Many pets and farm animals have also died in the fire. More than 7,000 structures, including homes, have been destroyed. Gold Country Media asked Placer County fire officials if such a tragedy could happen here.

 

CAL FIRE Nevada-Yuba-Placer Unit spokeswoman Mary Eldridge

Paradise, which was decimated by the Camp Fire, is similar to areas in Placer County, according to CAL FIRE Nevada-Yuba-Placer Unit  (NEU) spokeswoman Mary Eldridge.

“Yes, it can happen here. Paradise has a very similar topography to parts of Placer County. The only difference between us and Paradise is one less spark,” Eldridge said. “They (Paradise) were more prepared than most, and when relative humidity is low combined with windy conditions, there’s simply nothing you can do. All you need is one spark.”

Placer County residents can take precautions to be better prepared in case a major fire hits the area, according to Eldridge..

“When you wake up in the early morning and there's dew on your grass, that's a good day,” Eldridge said. “You have to pay close attention to those humidity levels. We highly encourage people take care of their defensible space around their property.”

Eldridge recommends residents visit readyforwildfire.org/Defensible-Space for information on creating and maintaining defensible space.

“We also advise taking care of the big P’s, people, pets, pills and paperwork that helps you contact your insurance company if a fire does occur,” Eldridge said. “We advise this because at times they may only have 30 minutes to evacuate their home.”

Attention to detail is crucial when preparing for an evacuation.

“I can't tell you how many times people question whether or not they should leave their home when a fire is present and nearby evacuations are engaged,” Eldridge said. “Even if you are unsure, just go. It’s better to be preemptive. Call it an impromptu vacation to visit family if you want. If all it is in the end is more practice, then it’s better to be safe than sorry.”

The CAL FIRE spokeswoman debunked the myth that Placer County’s urban areas are better protected.

“People would assume that urban areas are more protected but homes also serve as fuel for these fires,” Eldridge said. “A good example of that is the Santa Rosa fires where complete urban areas were covered in ash after the fire took out those urbanized centers.”

And be prepared in your exiting strategies when it comes to transportation.

“If you are in a red flag warning area, the car should have gas in it and be pointed nose out toward the driveway,” Eldridge said. “This way, when you get that call, you will be ready to go.”  

 

Lincoln and Rocklin Fire Chief Bill Hack

Lincoln and Rocklin Fire Chief Bill Hack started his firefighting career as a seasonal firefighter with the CALFIRE/Butte County Fire Department more than 24 years ago and he was also the Chico fire chief.

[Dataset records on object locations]
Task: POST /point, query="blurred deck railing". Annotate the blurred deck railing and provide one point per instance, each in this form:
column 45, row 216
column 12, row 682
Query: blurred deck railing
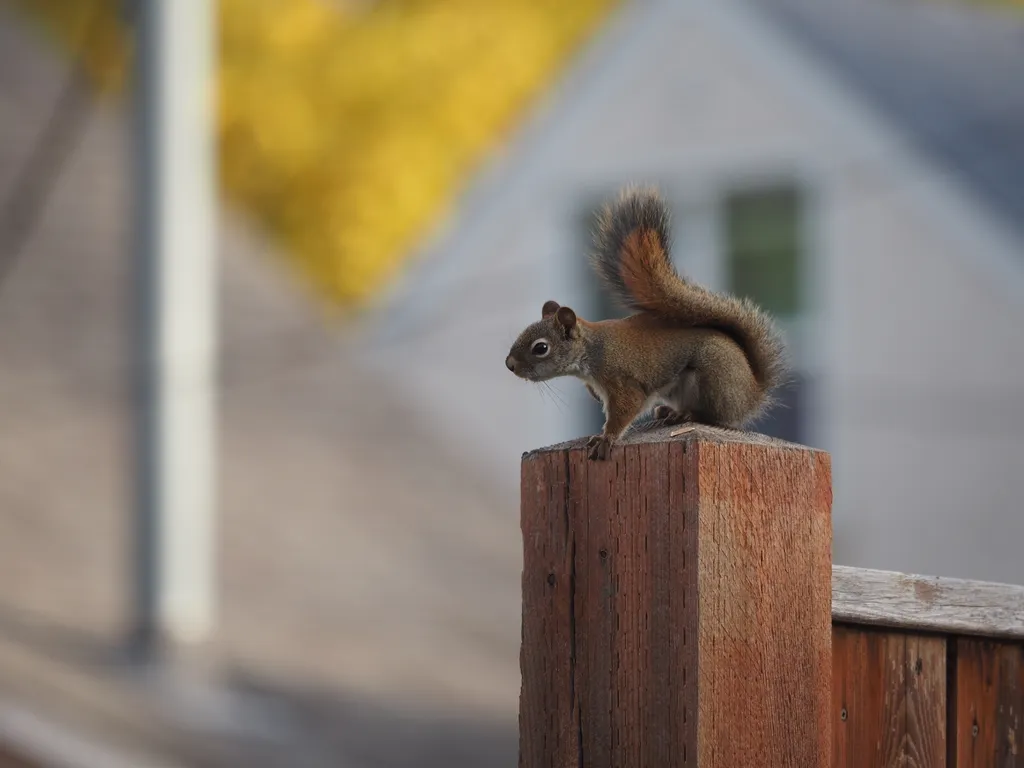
column 680, row 608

● **What is needed**: From the Placer County fire article, extract word for word the passage that begins at the words "Lincoln and Rocklin Fire Chief Bill Hack started" and stops after "Chico fire chief.". The records come from a separate source, not from the Placer County fire article.

● **Result of the exercise**:
Lincoln and Rocklin Fire Chief Bill Hack started his firefighting career as a seasonal firefighter with the CALFIRE/Butte County Fire Department more than 24 years ago and he was also the Chico fire chief.